• [INSTRUCTIONS FOR THE TASK]:
Gather from the material every line that contains the string "karate".

::: MATERIAL FOR THE TASK :::

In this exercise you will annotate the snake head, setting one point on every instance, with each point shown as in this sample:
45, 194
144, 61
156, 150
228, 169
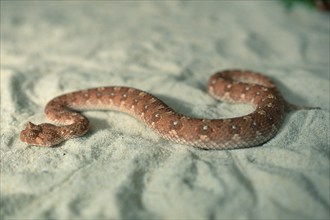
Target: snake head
39, 135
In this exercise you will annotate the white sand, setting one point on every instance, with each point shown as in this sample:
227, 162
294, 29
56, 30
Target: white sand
121, 169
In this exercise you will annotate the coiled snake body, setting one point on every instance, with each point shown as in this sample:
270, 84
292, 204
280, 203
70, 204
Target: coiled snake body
232, 86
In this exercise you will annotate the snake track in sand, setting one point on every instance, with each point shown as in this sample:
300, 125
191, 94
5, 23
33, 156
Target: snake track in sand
235, 86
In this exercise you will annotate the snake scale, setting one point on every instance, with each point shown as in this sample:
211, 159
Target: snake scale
235, 86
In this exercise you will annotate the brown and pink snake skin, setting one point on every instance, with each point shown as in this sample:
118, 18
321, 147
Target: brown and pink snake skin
236, 86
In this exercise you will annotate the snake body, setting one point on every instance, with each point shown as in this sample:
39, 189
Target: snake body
235, 86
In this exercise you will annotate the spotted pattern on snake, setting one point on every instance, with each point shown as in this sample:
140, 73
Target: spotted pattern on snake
235, 86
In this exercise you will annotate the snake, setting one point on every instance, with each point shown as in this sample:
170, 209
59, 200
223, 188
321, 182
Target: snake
233, 86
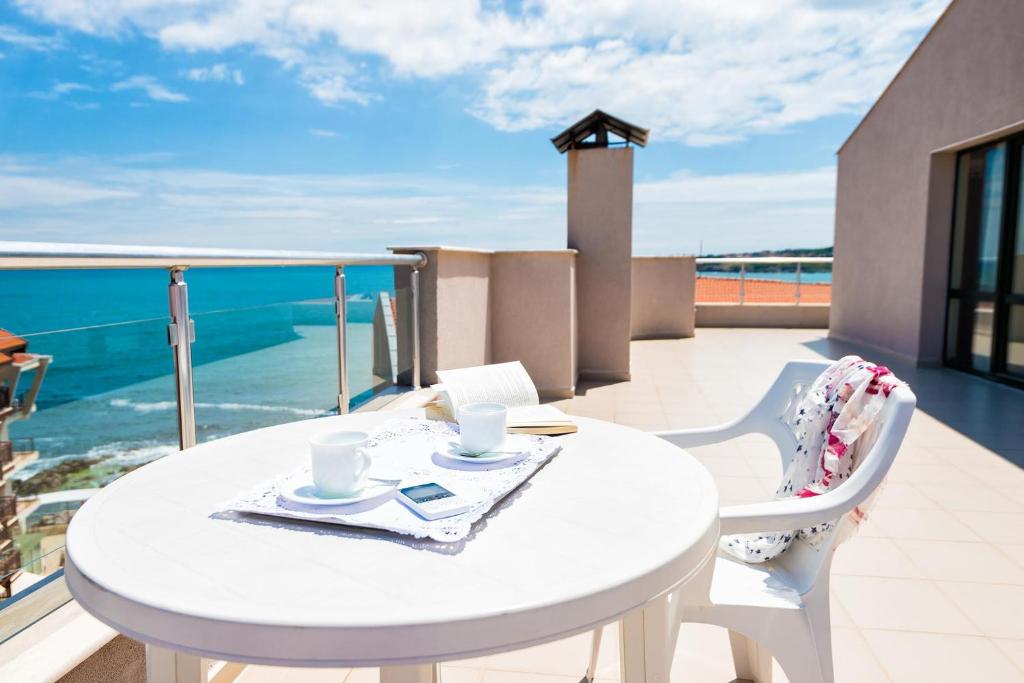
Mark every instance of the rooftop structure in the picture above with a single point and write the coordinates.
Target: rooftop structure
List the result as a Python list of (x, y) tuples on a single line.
[(592, 131)]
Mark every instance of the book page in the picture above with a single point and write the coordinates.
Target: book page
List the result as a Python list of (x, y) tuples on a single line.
[(537, 415), (506, 383)]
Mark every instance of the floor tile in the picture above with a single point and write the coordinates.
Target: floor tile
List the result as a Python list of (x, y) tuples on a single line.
[(981, 498), (864, 556), (926, 524), (1014, 552), (951, 560), (914, 657), (853, 659), (904, 604), (997, 527), (1013, 649), (998, 610)]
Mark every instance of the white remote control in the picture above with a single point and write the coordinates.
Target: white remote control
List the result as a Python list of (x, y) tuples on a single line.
[(432, 501)]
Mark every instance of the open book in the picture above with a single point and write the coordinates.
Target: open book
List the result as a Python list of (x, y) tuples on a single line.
[(506, 383)]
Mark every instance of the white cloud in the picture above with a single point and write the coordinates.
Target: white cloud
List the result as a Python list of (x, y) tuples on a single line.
[(24, 191), (60, 89), (330, 85), (12, 36), (136, 201), (701, 72), (153, 88), (219, 73)]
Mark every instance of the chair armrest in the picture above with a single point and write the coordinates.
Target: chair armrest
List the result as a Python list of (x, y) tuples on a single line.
[(686, 438), (784, 515)]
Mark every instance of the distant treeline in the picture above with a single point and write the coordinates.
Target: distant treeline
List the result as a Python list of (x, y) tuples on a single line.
[(770, 267)]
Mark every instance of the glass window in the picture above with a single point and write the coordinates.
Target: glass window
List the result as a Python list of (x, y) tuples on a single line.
[(1015, 341), (1019, 245), (960, 220), (991, 217), (952, 324), (981, 342)]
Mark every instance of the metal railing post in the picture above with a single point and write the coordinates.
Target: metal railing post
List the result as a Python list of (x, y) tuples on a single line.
[(414, 285), (798, 283), (180, 335), (340, 309)]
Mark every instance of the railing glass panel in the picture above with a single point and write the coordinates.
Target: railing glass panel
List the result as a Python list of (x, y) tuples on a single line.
[(756, 282)]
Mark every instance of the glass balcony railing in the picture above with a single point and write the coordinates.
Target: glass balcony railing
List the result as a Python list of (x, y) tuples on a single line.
[(265, 352), (764, 281)]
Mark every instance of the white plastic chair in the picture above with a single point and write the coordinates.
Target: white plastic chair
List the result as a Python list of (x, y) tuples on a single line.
[(780, 607)]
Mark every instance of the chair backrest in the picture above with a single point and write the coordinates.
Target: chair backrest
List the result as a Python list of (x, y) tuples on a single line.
[(771, 415), (877, 450)]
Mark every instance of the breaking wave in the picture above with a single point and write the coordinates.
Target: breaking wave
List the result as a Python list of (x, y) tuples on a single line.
[(160, 406)]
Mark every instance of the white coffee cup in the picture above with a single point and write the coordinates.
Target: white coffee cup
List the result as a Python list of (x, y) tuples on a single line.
[(481, 426), (341, 462)]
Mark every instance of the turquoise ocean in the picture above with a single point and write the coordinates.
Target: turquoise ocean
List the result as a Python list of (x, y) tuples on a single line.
[(264, 353)]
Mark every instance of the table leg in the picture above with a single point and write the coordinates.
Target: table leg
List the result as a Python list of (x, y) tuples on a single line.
[(647, 641), (163, 666), (422, 673)]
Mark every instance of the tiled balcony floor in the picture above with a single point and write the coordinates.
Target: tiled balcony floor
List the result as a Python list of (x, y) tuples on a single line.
[(933, 587)]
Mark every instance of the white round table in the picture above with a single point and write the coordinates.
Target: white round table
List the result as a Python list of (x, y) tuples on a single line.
[(609, 527)]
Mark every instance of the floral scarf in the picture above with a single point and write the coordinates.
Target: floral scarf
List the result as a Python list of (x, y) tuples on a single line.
[(840, 408)]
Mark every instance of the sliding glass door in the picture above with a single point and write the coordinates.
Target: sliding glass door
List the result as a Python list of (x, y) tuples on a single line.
[(985, 310)]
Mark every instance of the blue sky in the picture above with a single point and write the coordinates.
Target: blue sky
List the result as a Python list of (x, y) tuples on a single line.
[(343, 125)]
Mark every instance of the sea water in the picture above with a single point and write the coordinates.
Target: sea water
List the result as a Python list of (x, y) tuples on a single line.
[(264, 353)]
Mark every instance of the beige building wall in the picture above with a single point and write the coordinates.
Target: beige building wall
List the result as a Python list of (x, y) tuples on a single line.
[(895, 184), (480, 306), (532, 316), (663, 294), (600, 227)]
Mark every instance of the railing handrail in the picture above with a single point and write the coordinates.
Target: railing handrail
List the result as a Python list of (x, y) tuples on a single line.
[(765, 260), (53, 255)]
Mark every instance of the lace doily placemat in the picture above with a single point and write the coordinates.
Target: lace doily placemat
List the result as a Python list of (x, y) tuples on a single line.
[(406, 449)]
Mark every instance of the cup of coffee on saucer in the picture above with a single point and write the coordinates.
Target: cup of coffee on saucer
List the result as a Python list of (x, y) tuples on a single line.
[(481, 427), (340, 463)]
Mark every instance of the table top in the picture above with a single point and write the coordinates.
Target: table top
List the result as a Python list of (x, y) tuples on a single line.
[(617, 518)]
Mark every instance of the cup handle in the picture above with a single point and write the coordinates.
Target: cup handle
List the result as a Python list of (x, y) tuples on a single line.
[(368, 462)]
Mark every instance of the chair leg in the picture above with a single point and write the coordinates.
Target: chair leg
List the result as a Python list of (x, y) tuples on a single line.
[(752, 660), (595, 649)]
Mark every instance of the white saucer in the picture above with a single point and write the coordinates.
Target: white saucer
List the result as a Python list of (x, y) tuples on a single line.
[(302, 491), (514, 445)]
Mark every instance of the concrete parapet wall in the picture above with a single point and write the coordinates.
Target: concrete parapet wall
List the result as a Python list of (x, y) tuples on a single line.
[(663, 297), (534, 316), (480, 306), (762, 315)]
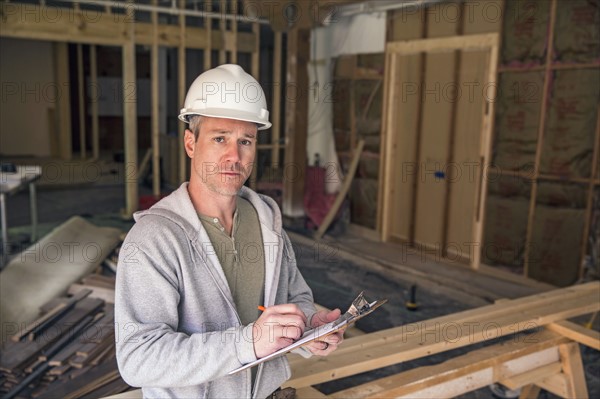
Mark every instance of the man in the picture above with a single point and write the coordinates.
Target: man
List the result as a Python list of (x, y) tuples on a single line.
[(195, 267)]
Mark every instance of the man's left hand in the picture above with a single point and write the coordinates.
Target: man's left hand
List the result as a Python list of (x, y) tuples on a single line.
[(327, 344)]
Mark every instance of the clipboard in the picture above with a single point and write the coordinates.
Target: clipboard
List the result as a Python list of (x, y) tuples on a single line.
[(360, 308)]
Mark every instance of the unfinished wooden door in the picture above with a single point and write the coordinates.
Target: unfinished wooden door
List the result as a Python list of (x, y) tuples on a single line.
[(438, 112)]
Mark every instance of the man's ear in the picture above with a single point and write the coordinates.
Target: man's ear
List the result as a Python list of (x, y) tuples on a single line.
[(189, 142)]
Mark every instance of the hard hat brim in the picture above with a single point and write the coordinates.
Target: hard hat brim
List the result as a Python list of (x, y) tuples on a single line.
[(225, 113)]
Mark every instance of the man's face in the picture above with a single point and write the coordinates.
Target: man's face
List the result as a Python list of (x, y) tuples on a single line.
[(223, 155)]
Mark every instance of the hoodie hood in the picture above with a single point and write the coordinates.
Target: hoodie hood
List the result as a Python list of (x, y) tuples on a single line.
[(178, 208)]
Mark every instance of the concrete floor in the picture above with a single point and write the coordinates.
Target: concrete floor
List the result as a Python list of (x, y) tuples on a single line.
[(336, 271)]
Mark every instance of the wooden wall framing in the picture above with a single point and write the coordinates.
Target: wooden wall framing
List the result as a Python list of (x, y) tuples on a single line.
[(535, 348), (487, 43), (106, 27), (548, 67)]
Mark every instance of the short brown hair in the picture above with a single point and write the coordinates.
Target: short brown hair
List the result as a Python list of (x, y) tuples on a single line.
[(195, 121)]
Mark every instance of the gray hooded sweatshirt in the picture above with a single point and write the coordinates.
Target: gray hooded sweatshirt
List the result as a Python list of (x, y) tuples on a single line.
[(178, 333)]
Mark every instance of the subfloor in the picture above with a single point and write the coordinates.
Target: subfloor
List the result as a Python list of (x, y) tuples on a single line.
[(337, 269)]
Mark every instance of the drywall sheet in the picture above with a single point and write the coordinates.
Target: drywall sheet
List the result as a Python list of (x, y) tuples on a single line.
[(403, 129), (368, 95), (517, 120), (525, 31), (363, 203), (577, 37), (505, 231), (348, 35), (46, 269), (555, 247), (570, 129)]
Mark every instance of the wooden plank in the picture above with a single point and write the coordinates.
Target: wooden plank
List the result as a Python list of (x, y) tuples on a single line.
[(296, 111), (425, 338), (95, 96), (276, 103), (130, 127), (49, 315), (81, 102), (492, 363), (444, 44), (573, 368), (540, 138), (577, 333), (342, 193), (154, 95), (108, 295), (61, 70), (530, 391), (182, 91), (558, 384), (309, 393), (531, 376), (590, 198)]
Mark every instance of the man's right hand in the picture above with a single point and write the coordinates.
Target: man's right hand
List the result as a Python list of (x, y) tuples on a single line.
[(277, 327)]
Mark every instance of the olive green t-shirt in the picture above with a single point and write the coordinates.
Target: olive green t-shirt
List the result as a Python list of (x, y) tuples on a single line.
[(242, 258)]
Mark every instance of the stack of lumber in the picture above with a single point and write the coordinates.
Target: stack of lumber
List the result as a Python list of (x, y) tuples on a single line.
[(68, 352)]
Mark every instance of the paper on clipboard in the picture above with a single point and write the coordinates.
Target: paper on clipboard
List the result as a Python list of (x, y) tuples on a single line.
[(360, 308)]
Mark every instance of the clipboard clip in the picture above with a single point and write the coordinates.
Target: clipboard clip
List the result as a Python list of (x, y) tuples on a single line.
[(360, 307)]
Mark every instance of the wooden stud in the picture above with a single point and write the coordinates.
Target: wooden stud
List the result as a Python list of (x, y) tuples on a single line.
[(343, 191), (155, 95), (296, 109), (255, 72), (590, 199), (276, 103), (94, 94), (540, 137), (223, 29), (130, 127), (467, 372), (61, 68), (181, 60), (577, 333), (416, 340), (208, 48), (233, 49), (573, 368), (530, 391), (81, 101)]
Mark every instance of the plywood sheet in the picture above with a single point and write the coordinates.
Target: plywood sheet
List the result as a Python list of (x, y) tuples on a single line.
[(463, 172), (433, 157), (405, 118)]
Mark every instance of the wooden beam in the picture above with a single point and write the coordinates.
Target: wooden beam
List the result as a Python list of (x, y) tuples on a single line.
[(573, 367), (343, 191), (106, 29), (61, 70), (296, 118), (476, 369), (130, 128), (182, 92), (276, 104), (437, 335), (577, 333), (94, 94), (154, 95), (223, 30), (540, 137), (81, 102)]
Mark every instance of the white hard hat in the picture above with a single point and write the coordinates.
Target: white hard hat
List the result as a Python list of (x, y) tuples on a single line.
[(227, 91)]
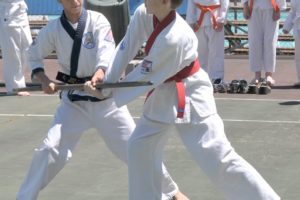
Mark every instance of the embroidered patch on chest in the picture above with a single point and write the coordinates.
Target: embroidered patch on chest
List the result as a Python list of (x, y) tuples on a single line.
[(122, 45), (146, 67), (109, 37), (88, 40)]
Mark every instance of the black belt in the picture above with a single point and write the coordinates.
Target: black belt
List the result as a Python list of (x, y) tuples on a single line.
[(71, 79), (76, 97)]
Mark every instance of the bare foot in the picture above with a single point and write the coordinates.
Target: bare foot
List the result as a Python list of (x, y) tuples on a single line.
[(180, 196), (23, 94)]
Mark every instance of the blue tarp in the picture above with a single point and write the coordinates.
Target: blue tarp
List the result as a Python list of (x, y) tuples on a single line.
[(43, 7), (51, 7)]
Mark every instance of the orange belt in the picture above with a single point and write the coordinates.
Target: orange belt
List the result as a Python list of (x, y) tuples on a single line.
[(205, 9), (184, 73), (274, 5)]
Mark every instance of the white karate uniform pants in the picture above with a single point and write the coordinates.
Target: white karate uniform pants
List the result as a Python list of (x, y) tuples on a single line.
[(211, 51), (262, 38), (70, 121), (297, 53), (14, 42), (210, 148)]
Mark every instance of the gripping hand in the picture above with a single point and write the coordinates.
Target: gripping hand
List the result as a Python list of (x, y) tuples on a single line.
[(89, 88)]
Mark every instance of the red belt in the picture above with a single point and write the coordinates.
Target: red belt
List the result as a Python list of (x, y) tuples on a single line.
[(205, 9), (184, 73)]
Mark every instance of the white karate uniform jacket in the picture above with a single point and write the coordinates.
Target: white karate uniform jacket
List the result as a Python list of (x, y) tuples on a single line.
[(15, 38), (173, 49), (210, 42), (54, 37)]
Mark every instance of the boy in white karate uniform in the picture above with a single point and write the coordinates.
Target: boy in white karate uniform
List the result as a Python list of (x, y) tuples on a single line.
[(15, 39), (207, 18), (180, 101), (84, 45), (263, 22), (293, 22)]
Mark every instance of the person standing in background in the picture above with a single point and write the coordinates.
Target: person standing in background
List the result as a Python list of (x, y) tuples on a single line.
[(263, 24), (15, 39), (293, 22), (207, 18)]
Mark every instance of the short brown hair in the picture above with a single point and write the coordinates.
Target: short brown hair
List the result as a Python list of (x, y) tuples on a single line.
[(175, 3)]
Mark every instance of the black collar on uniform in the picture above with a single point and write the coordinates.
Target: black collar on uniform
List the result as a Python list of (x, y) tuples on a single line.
[(76, 35)]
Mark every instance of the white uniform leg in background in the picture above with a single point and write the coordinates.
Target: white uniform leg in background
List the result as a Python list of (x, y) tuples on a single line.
[(123, 126), (210, 148), (114, 125), (211, 51), (297, 54), (55, 151), (14, 42), (262, 33)]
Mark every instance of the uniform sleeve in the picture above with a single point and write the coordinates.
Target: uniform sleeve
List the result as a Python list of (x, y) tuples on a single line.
[(191, 12), (127, 49), (41, 47), (164, 61), (289, 22), (105, 43), (223, 11)]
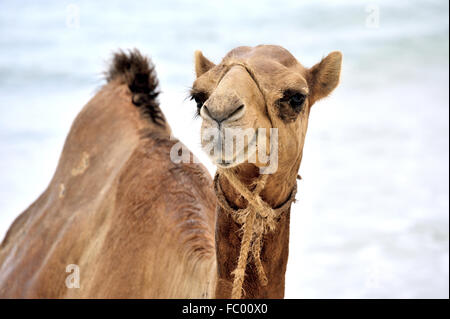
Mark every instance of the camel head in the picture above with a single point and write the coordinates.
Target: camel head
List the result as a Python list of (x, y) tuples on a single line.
[(250, 93)]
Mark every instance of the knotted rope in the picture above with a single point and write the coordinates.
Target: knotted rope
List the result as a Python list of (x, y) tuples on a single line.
[(256, 219)]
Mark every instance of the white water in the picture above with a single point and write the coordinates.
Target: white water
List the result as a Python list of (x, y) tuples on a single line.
[(372, 213)]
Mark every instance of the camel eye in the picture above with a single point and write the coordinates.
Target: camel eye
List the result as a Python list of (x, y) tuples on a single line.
[(296, 101)]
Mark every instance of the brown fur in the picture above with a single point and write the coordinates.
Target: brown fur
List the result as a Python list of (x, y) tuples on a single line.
[(138, 225), (262, 79)]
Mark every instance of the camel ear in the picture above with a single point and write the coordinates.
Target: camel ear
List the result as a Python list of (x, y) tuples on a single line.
[(202, 64), (324, 76)]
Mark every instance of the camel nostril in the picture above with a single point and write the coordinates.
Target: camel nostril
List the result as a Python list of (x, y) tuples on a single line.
[(240, 108)]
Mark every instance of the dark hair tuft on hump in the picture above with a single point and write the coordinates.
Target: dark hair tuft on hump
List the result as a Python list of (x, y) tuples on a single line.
[(138, 72)]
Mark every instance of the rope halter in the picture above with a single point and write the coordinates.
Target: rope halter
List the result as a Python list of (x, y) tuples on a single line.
[(257, 219)]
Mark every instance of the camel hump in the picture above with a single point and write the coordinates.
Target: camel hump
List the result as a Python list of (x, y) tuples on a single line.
[(138, 73)]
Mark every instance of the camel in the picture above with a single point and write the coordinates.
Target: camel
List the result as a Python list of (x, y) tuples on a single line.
[(253, 88), (138, 224), (117, 207)]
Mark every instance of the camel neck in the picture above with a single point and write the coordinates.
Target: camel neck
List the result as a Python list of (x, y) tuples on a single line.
[(275, 244)]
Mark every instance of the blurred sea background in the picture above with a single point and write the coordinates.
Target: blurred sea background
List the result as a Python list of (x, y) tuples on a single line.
[(372, 216)]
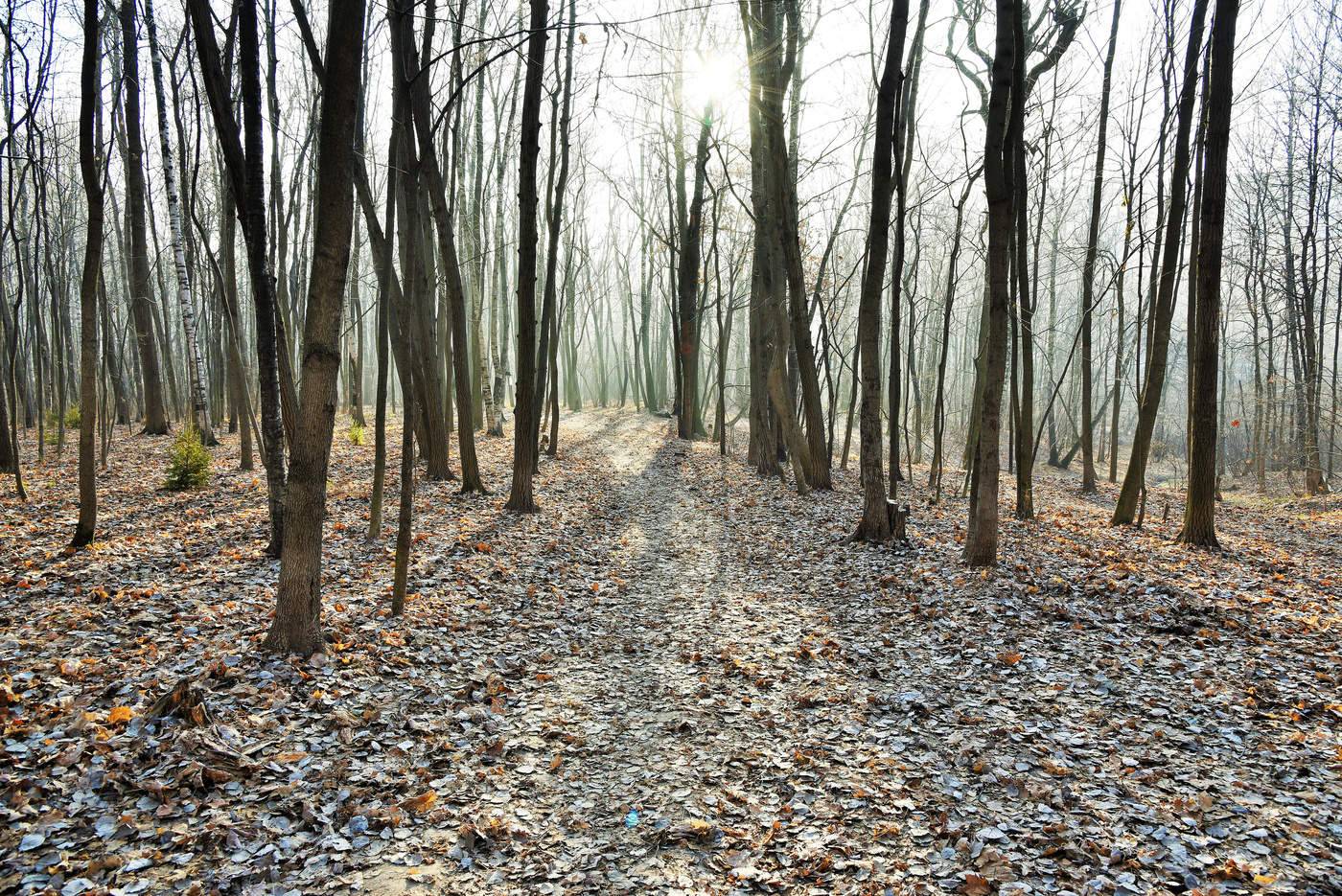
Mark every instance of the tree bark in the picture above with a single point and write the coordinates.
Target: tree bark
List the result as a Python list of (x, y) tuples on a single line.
[(1200, 507), (1163, 312), (141, 284), (91, 173), (526, 416), (982, 536), (875, 523)]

:::

• [ANSWER TO THIS TASK]:
Mark every instance of the white karate uniform pants in the picture above with a single point and write the coordinates.
Target: white karate uniform pants
Mark every instance of the white karate uniform jacket in the picture above with a single point and write the coordinates.
Target: white karate uniform jacket
Mark every instance of the boy in white karate uniform in the picture above with a single point and write the coordinates.
Target: boy in white karate uniform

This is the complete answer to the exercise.